▶ **The problem**
Reproduce the data verbatim, starting at the line that contains "Kindly place a point on the khaki" and ending at the final line of the data.

[Pointing and labeling data]

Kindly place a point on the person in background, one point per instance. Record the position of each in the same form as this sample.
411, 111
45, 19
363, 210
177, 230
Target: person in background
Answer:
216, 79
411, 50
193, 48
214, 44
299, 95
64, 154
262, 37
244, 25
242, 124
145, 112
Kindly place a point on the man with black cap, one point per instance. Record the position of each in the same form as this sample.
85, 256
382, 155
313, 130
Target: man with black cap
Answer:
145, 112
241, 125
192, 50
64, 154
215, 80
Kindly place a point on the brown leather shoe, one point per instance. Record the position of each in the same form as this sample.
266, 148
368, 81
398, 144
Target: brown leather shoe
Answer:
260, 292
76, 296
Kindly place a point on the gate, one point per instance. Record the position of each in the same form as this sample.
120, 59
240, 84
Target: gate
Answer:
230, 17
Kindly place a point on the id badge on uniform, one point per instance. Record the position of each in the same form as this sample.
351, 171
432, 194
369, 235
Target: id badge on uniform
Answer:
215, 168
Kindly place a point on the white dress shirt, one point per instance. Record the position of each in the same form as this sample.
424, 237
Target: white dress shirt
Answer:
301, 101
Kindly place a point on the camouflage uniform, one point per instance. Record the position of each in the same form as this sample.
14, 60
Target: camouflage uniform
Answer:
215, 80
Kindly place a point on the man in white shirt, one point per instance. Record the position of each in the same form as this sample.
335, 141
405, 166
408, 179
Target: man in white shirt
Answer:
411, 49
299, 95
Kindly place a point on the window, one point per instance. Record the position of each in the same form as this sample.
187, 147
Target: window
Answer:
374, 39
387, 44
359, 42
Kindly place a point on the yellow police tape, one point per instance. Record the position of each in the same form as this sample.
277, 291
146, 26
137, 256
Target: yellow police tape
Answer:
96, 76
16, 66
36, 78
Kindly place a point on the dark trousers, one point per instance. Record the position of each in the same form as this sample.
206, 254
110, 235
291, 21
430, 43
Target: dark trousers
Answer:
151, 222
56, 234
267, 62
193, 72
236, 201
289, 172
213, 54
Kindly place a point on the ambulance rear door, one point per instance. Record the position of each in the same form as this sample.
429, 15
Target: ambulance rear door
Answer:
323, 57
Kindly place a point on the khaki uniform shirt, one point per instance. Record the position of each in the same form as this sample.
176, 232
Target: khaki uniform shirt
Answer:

▶ **Solution to this problem**
Kindly place a point on the khaki uniform shirt, one point per instance. Record the position of each in the same form as this sample.
176, 232
Target: khaki uniform shirt
Answer:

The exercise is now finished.